-- Records provided start --
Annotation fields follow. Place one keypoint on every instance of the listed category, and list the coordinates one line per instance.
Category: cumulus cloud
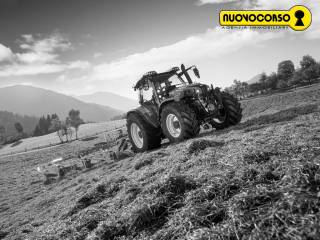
(203, 2)
(5, 53)
(211, 45)
(97, 55)
(39, 55)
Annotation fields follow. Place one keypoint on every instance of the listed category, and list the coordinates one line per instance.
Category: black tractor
(174, 107)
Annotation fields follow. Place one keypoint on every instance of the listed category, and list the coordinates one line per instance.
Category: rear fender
(163, 104)
(147, 114)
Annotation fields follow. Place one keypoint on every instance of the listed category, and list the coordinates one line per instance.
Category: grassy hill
(31, 101)
(257, 180)
(110, 99)
(8, 119)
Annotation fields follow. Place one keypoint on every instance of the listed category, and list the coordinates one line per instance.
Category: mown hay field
(257, 180)
(85, 130)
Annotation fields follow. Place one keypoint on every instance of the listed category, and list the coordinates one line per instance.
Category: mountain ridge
(34, 101)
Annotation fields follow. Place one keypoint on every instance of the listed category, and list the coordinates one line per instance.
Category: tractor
(173, 106)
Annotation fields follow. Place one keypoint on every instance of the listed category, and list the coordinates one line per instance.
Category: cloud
(79, 65)
(5, 53)
(38, 56)
(42, 50)
(211, 45)
(97, 55)
(203, 2)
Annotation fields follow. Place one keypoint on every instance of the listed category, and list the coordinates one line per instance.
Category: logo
(298, 18)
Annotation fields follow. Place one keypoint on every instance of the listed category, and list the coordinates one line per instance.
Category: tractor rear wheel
(230, 114)
(142, 135)
(179, 122)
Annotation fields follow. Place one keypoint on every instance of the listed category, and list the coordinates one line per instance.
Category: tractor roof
(155, 77)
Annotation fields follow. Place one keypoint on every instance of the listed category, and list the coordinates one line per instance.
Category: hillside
(8, 119)
(31, 101)
(256, 180)
(254, 79)
(110, 99)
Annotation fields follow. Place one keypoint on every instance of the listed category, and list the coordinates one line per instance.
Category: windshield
(175, 81)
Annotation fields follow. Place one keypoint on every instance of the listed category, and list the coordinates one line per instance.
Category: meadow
(257, 180)
(85, 130)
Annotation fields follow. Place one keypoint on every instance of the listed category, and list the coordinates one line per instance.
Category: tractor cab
(156, 87)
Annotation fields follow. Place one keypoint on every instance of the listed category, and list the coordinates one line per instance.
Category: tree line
(287, 76)
(46, 125)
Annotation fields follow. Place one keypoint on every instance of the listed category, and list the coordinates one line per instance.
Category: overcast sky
(84, 46)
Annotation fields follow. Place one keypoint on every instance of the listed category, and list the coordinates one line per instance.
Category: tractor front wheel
(179, 122)
(142, 135)
(230, 114)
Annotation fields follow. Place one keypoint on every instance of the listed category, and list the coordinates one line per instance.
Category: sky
(80, 47)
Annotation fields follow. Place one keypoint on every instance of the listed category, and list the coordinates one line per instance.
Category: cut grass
(254, 181)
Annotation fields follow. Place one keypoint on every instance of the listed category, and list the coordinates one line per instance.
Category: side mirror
(196, 72)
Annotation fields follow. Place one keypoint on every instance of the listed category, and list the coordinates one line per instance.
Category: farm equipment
(173, 106)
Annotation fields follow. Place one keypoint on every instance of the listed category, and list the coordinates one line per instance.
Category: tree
(18, 127)
(311, 73)
(306, 62)
(263, 80)
(74, 120)
(272, 81)
(282, 84)
(285, 71)
(2, 134)
(255, 87)
(297, 78)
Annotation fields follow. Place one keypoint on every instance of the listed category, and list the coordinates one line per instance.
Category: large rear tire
(141, 134)
(232, 112)
(179, 122)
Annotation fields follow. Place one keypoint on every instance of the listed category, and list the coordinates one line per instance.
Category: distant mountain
(110, 99)
(255, 79)
(31, 101)
(8, 119)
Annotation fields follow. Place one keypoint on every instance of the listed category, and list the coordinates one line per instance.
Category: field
(85, 130)
(257, 180)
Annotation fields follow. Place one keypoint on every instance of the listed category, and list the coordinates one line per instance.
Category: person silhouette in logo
(299, 15)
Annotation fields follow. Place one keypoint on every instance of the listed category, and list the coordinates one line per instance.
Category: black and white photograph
(159, 119)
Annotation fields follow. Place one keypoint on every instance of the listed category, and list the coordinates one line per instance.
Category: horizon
(106, 46)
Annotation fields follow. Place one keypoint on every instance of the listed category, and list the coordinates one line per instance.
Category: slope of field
(257, 180)
(110, 99)
(85, 130)
(256, 107)
(31, 101)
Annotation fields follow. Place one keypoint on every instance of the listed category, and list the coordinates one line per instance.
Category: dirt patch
(199, 145)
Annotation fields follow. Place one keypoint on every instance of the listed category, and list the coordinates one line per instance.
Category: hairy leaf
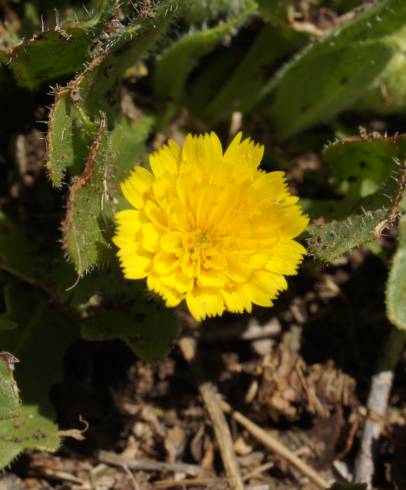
(56, 53)
(396, 285)
(29, 430)
(185, 53)
(329, 76)
(9, 398)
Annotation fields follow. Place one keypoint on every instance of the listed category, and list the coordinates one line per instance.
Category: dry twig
(276, 446)
(381, 385)
(209, 394)
(142, 465)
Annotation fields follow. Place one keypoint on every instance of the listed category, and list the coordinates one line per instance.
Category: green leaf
(245, 83)
(56, 53)
(363, 166)
(148, 329)
(68, 139)
(366, 171)
(396, 285)
(94, 197)
(330, 241)
(9, 398)
(330, 76)
(349, 486)
(184, 54)
(125, 312)
(40, 341)
(198, 11)
(29, 430)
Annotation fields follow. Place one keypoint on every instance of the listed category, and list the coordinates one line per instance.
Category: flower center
(198, 247)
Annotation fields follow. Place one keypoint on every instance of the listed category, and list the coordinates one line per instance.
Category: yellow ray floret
(209, 228)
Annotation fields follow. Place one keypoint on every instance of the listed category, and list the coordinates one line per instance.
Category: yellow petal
(165, 160)
(150, 237)
(244, 152)
(204, 302)
(285, 257)
(172, 241)
(165, 263)
(211, 278)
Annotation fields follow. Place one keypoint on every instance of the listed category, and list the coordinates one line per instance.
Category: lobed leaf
(184, 54)
(60, 52)
(366, 170)
(328, 77)
(9, 397)
(94, 197)
(29, 430)
(330, 241)
(43, 334)
(396, 285)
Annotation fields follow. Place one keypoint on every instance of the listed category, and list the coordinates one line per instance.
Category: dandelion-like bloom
(209, 227)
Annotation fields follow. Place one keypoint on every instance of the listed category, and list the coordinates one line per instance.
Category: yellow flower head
(209, 227)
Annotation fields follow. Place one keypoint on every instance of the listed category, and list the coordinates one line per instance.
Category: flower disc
(209, 227)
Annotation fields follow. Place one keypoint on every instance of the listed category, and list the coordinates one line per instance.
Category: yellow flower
(209, 227)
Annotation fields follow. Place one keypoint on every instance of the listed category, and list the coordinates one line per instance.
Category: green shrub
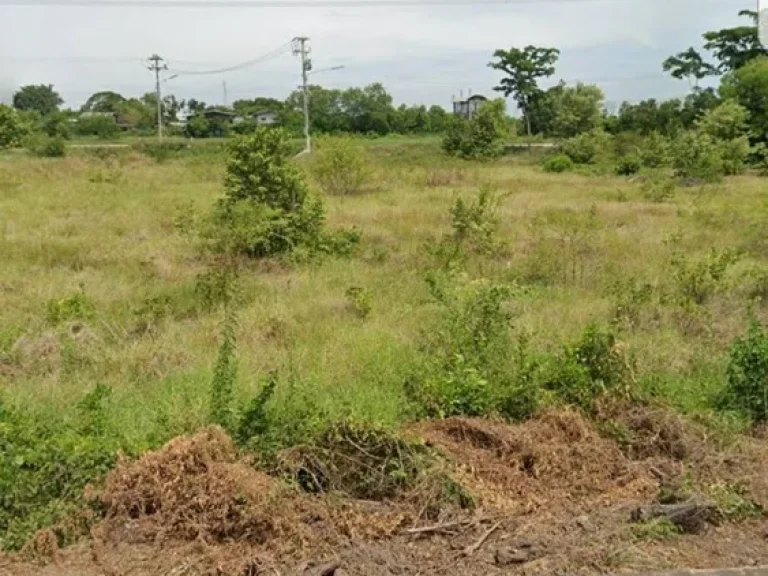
(476, 223)
(655, 151)
(267, 209)
(746, 387)
(734, 154)
(340, 165)
(78, 306)
(628, 165)
(12, 128)
(596, 365)
(557, 164)
(360, 300)
(659, 188)
(481, 137)
(102, 126)
(697, 156)
(588, 148)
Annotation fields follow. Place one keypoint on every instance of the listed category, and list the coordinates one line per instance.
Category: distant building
(469, 107)
(266, 118)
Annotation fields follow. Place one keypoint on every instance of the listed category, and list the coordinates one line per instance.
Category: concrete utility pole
(154, 64)
(300, 48)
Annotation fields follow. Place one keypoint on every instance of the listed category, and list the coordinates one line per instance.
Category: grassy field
(98, 287)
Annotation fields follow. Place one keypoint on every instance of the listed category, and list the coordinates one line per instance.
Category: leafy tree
(735, 47)
(749, 87)
(481, 137)
(726, 122)
(42, 98)
(523, 69)
(12, 128)
(577, 109)
(103, 102)
(690, 65)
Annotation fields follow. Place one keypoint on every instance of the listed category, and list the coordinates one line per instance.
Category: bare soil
(553, 496)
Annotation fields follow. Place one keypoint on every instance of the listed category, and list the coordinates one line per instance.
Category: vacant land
(110, 327)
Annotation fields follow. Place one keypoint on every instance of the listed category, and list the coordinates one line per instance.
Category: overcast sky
(421, 54)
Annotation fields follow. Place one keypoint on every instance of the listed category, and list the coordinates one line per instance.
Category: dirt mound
(193, 487)
(557, 457)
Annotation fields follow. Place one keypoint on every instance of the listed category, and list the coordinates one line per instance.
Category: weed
(340, 166)
(658, 188)
(558, 164)
(746, 387)
(78, 306)
(360, 300)
(628, 165)
(225, 374)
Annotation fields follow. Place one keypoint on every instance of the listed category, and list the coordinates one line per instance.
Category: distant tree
(12, 128)
(103, 102)
(41, 98)
(577, 109)
(749, 87)
(727, 121)
(735, 47)
(689, 64)
(523, 69)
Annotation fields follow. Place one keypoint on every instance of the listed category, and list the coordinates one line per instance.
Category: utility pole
(154, 64)
(300, 48)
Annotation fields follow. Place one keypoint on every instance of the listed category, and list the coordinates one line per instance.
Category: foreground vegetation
(427, 287)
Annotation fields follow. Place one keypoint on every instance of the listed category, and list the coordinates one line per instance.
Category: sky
(422, 54)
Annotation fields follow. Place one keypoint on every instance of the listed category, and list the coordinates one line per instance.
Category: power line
(280, 50)
(286, 3)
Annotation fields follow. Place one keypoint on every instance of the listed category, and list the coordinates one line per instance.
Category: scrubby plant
(628, 165)
(746, 388)
(476, 223)
(267, 208)
(654, 151)
(588, 148)
(597, 364)
(360, 300)
(482, 136)
(557, 164)
(697, 156)
(340, 165)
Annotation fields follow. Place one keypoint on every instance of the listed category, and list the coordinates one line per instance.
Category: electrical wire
(279, 51)
(284, 3)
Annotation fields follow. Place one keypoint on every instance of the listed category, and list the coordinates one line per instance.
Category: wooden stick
(469, 550)
(438, 527)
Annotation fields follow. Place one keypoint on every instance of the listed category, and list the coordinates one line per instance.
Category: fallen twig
(438, 527)
(472, 548)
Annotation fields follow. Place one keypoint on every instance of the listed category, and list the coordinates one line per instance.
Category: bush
(734, 154)
(655, 151)
(46, 147)
(267, 209)
(747, 374)
(697, 156)
(628, 165)
(12, 128)
(588, 148)
(596, 365)
(558, 164)
(481, 137)
(340, 166)
(103, 127)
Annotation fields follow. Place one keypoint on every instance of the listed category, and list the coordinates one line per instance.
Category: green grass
(104, 228)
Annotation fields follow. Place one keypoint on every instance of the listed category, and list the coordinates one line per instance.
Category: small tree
(524, 68)
(43, 98)
(12, 129)
(266, 209)
(481, 137)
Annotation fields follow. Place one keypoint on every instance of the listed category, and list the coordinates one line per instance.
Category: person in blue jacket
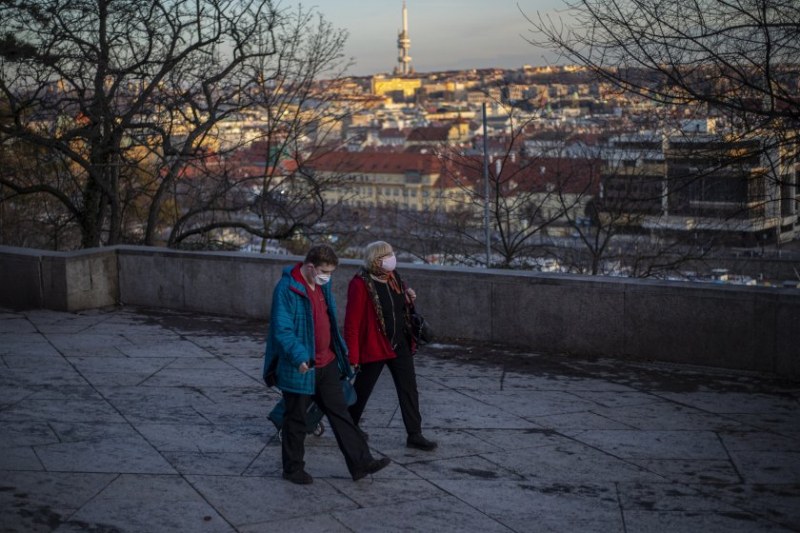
(305, 358)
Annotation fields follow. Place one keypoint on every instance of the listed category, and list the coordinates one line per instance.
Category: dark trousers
(328, 396)
(405, 382)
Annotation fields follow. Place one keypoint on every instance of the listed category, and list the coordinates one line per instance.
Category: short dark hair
(322, 254)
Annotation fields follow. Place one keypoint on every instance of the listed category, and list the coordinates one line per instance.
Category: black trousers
(405, 382)
(330, 399)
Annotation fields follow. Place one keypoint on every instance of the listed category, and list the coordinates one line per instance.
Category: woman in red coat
(377, 333)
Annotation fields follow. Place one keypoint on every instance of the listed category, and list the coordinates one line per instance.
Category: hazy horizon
(445, 34)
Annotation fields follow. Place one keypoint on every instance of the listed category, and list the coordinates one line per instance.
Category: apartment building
(738, 190)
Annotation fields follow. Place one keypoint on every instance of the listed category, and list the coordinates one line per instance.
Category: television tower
(403, 45)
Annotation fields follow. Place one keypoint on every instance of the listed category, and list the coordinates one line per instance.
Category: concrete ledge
(738, 327)
(64, 281)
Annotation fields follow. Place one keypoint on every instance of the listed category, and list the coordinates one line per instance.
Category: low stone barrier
(729, 326)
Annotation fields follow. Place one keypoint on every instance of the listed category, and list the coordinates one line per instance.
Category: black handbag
(420, 329)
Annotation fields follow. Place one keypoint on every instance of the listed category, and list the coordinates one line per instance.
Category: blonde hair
(373, 251)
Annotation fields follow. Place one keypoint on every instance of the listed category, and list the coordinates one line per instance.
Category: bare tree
(735, 61)
(134, 100)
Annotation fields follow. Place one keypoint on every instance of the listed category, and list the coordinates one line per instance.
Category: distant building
(700, 186)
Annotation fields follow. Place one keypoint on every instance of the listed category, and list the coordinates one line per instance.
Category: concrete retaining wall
(64, 281)
(750, 328)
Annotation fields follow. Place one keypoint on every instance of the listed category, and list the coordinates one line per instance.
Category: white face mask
(389, 263)
(321, 279)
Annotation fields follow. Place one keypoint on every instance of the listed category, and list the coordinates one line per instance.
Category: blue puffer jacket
(290, 340)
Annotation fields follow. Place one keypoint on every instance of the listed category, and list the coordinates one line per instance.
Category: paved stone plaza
(132, 420)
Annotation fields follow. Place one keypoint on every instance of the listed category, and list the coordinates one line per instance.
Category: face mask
(389, 263)
(321, 279)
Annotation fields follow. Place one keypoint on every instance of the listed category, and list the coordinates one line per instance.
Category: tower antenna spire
(403, 46)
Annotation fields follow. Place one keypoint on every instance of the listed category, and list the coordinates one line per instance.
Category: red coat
(365, 340)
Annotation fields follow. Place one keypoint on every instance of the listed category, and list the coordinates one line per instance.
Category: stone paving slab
(137, 420)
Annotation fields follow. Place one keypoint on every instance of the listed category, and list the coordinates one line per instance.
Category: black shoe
(299, 477)
(421, 443)
(371, 467)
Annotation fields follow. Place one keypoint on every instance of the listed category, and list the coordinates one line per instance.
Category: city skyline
(444, 34)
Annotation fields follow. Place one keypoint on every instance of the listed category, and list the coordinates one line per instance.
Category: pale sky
(445, 34)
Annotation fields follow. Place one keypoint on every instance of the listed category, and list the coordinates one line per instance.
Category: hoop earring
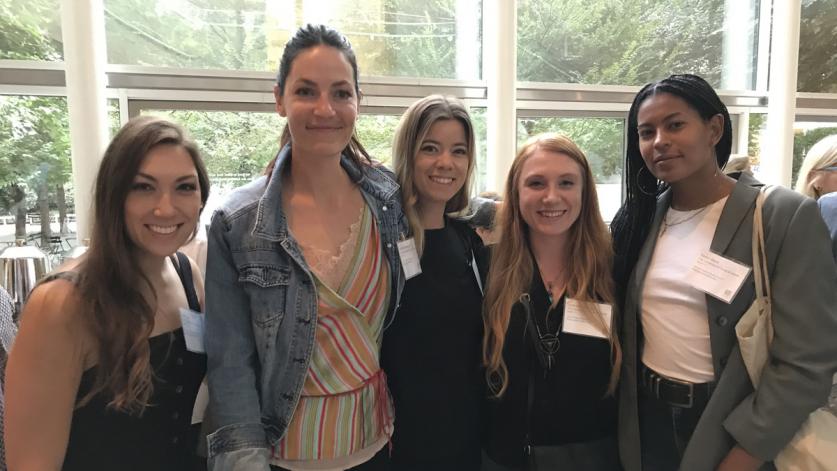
(639, 185)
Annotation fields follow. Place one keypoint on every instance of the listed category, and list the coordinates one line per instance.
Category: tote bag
(814, 447)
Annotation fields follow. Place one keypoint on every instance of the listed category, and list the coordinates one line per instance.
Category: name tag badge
(718, 276)
(409, 258)
(576, 321)
(193, 328)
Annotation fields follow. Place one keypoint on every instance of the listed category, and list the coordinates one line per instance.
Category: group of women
(352, 322)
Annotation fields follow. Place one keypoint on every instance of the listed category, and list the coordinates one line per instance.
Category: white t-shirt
(675, 322)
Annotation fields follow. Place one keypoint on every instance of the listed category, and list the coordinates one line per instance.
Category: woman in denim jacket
(302, 271)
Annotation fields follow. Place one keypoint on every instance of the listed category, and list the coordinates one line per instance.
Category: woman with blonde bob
(818, 174)
(437, 391)
(551, 355)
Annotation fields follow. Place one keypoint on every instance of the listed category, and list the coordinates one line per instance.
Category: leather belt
(674, 391)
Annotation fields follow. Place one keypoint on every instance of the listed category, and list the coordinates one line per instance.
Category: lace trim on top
(329, 267)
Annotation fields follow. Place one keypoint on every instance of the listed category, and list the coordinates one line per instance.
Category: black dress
(432, 354)
(162, 438)
(569, 405)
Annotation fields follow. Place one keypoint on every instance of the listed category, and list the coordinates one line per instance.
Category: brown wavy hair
(588, 267)
(119, 315)
(305, 38)
(413, 128)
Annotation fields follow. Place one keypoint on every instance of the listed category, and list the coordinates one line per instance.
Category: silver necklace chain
(694, 213)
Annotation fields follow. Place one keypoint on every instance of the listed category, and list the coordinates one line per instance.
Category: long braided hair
(631, 224)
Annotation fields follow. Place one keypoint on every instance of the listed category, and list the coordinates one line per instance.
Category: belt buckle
(690, 394)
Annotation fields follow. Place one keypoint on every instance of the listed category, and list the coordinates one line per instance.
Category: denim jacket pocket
(267, 287)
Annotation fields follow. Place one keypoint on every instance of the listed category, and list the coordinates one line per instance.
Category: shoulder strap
(184, 270)
(470, 246)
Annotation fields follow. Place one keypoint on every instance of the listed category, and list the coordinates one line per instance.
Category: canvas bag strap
(760, 271)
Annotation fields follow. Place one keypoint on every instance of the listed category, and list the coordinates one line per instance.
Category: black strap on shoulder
(473, 246)
(184, 270)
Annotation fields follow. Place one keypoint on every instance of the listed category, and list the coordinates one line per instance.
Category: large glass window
(237, 145)
(629, 42)
(36, 196)
(601, 140)
(437, 38)
(30, 30)
(818, 47)
(806, 134)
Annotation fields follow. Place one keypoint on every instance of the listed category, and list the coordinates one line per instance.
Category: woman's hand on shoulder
(42, 377)
(739, 459)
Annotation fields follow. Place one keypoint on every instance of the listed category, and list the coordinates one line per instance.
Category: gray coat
(804, 353)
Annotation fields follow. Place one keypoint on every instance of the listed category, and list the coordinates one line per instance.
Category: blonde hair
(821, 155)
(412, 130)
(589, 276)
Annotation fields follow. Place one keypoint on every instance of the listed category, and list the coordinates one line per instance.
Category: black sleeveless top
(162, 438)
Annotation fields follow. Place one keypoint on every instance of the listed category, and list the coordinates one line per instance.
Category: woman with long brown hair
(685, 399)
(551, 354)
(302, 272)
(99, 376)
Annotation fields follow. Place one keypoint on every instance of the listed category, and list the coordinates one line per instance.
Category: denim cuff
(236, 437)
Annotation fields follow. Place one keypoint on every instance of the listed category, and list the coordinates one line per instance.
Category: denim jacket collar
(271, 223)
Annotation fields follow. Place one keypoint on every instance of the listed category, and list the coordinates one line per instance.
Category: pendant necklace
(549, 343)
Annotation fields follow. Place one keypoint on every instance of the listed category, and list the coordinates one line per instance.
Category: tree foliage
(818, 47)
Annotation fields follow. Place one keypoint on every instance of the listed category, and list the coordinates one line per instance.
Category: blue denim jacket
(261, 310)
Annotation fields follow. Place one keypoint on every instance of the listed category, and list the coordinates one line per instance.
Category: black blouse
(432, 353)
(162, 438)
(569, 403)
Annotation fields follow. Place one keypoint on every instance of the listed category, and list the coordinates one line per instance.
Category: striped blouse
(345, 410)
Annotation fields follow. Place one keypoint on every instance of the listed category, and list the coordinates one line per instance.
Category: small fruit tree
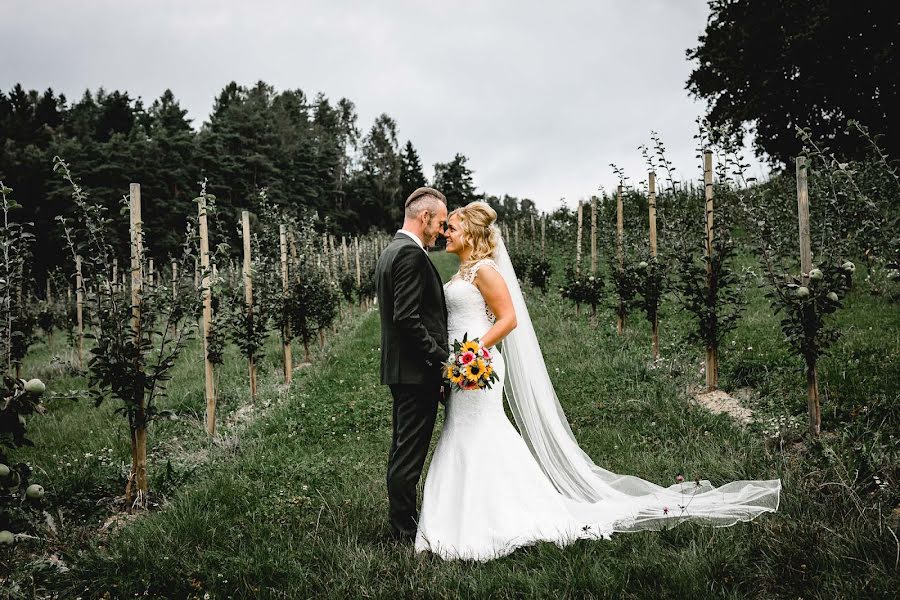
-- Records provided end --
Report every line in the items above that contains the word "dirt", treating uppercase and lowercase letters as different.

Response>
Category: dirt patch
Category: dirt mound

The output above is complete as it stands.